*EXTRAIT DU TEXTE:*
# # # #
Le souci du profit est désormais atténué du fait que l’argent vient d’ailleurs. Les producteurs sont des businessmen qui font leur argent en dehors du circuit cinématographique ce qui ôte beaucoup de pression aux professionnels du cinéma (certaines maisons de production utilisent notamment l’argent gagné dans les casinos de Macau).
La télévision produit beaucoup de séries très populaires utilisant des stars du cinéma. Comme partout ailleurs, la télévision fait vivre une partie des gens du cinéma. Est-ce à dire que la télévision est l’avenir du cinéma ? Sans doute non. La qualité cinématographique des séries est faible avec des histoires qui s’étirent en longueur sans réelle consistance. Sinon on retrouve les mêmes intérêts qu’au cinéma pour les films d’histoire et les comédie de moeurs.
Les séries télévisées sont réalisées rapidement avec une part importante laissée à l’improvisation (les acteurs ne reçoivent leurs dialogues que quelques heures avant de les jouer). Tout se fait un peu dans l’urgence ce qui ne facilite par le travail artistique.
# # # #
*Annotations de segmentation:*

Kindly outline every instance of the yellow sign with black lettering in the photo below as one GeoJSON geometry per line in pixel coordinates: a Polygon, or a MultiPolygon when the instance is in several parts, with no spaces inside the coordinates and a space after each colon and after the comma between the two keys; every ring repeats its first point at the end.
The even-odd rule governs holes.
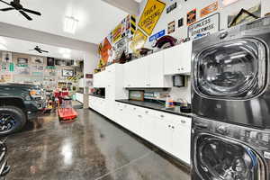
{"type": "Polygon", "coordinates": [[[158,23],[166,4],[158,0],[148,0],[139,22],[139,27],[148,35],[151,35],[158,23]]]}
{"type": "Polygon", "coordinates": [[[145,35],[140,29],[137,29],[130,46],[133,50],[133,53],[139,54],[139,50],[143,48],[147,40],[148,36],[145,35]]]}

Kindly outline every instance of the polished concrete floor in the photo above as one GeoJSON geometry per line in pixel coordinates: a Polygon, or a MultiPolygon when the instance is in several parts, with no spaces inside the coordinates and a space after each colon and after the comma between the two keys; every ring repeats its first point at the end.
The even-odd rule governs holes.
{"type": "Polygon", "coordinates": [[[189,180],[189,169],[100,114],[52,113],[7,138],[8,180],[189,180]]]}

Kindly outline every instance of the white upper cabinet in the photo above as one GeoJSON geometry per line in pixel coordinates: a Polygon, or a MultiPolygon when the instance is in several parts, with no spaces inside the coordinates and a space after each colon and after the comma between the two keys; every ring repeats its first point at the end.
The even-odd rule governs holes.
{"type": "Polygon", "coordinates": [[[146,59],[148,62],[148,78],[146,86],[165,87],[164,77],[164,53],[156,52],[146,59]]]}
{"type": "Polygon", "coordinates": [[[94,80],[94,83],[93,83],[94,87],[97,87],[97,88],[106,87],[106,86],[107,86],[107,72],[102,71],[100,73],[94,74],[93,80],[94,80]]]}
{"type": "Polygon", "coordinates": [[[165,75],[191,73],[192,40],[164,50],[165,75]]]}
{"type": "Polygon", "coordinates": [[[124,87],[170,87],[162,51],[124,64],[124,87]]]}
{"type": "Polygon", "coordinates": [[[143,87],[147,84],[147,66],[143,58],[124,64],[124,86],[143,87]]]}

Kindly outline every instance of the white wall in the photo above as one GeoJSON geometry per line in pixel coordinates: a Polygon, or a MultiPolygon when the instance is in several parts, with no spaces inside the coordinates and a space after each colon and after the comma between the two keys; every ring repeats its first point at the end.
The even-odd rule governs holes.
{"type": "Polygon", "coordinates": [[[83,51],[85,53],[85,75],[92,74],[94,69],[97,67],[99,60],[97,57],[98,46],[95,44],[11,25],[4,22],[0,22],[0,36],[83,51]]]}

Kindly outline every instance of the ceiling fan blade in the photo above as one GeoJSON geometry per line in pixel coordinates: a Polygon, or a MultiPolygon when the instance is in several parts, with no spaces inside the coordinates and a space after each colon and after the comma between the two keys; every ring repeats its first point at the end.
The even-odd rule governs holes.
# # # #
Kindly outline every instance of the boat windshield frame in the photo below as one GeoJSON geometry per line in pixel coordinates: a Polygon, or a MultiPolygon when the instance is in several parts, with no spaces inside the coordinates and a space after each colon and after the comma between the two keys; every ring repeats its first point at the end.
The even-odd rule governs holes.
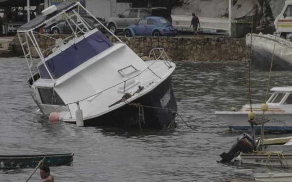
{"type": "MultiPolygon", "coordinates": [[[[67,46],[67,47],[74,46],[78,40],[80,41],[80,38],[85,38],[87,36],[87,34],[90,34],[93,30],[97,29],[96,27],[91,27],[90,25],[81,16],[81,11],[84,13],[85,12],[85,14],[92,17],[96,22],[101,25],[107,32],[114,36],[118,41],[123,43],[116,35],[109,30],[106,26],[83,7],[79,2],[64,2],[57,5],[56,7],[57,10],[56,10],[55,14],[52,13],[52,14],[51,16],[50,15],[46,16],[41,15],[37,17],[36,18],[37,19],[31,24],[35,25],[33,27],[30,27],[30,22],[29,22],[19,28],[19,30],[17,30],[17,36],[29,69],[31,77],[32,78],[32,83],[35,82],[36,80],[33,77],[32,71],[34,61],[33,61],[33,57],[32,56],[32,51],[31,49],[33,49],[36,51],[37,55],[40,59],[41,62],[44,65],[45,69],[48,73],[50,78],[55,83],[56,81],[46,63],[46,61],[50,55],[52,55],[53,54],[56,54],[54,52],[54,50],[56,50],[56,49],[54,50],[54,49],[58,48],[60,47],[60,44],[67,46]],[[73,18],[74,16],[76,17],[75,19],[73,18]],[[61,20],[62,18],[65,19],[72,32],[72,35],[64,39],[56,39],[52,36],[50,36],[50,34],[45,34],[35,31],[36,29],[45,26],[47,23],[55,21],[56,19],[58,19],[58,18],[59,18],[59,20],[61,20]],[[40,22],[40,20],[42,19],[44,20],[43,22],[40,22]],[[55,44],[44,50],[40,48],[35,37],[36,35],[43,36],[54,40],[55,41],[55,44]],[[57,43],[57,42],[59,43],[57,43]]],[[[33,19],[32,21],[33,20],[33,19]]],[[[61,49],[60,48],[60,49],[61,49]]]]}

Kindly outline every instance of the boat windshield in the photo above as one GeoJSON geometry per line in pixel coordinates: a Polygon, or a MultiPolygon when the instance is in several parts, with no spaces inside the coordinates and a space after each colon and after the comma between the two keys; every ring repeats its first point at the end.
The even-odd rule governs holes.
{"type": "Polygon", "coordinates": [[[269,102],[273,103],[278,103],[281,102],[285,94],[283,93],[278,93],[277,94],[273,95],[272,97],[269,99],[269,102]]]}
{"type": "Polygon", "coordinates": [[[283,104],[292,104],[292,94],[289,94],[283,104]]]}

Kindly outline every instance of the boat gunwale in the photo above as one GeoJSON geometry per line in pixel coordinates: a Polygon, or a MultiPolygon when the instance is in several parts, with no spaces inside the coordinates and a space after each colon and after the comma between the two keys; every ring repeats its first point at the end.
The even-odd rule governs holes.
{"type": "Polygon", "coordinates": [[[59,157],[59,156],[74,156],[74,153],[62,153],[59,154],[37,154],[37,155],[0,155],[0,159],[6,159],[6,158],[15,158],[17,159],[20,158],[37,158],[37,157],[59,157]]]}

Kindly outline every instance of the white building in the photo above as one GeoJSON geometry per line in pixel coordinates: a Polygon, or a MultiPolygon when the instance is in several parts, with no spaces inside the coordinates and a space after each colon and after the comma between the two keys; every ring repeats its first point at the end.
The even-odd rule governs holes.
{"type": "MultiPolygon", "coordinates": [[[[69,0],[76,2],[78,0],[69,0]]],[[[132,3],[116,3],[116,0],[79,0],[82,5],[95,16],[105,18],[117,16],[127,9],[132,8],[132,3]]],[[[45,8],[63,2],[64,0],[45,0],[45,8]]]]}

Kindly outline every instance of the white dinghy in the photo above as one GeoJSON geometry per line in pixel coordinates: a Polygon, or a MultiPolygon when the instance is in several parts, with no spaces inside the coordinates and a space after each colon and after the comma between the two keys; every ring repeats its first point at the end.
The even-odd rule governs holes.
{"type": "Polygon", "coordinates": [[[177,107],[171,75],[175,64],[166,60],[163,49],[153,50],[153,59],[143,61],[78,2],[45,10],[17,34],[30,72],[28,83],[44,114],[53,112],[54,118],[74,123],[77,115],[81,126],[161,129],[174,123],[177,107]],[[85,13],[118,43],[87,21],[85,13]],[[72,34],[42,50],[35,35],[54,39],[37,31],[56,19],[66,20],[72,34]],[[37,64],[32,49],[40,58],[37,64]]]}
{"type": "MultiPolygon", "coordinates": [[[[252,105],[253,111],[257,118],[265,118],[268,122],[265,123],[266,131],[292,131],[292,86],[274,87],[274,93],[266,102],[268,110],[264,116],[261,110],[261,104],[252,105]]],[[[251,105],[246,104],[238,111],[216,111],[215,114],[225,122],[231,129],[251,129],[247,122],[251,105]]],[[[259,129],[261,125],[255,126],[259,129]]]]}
# # # #
*TRAVAIL À FAIRE:*
Recopiez le passage de l'extrait sur le cinéma et la télévision qui va de « La télévision produit » jusqu'à « comédie de moeurs. », en changeant « séries » en « feuilletons ».

*RÉSULTAT:*
La télévision produit beaucoup de feuilletons très populaires utilisant des stars du cinéma. Comme partout ailleurs, la télévision fait vivre une partie des gens du cinéma. Est-ce à dire que la télévision est l’avenir du cinéma ? Sans doute non. La qualité cinématographique des feuilletons est faible avec des histoires qui s’étirent en longueur sans réelle consistance. Sinon on retrouve les mêmes intérêts qu’au cinéma pour les films d’histoire et les comédie de moeurs.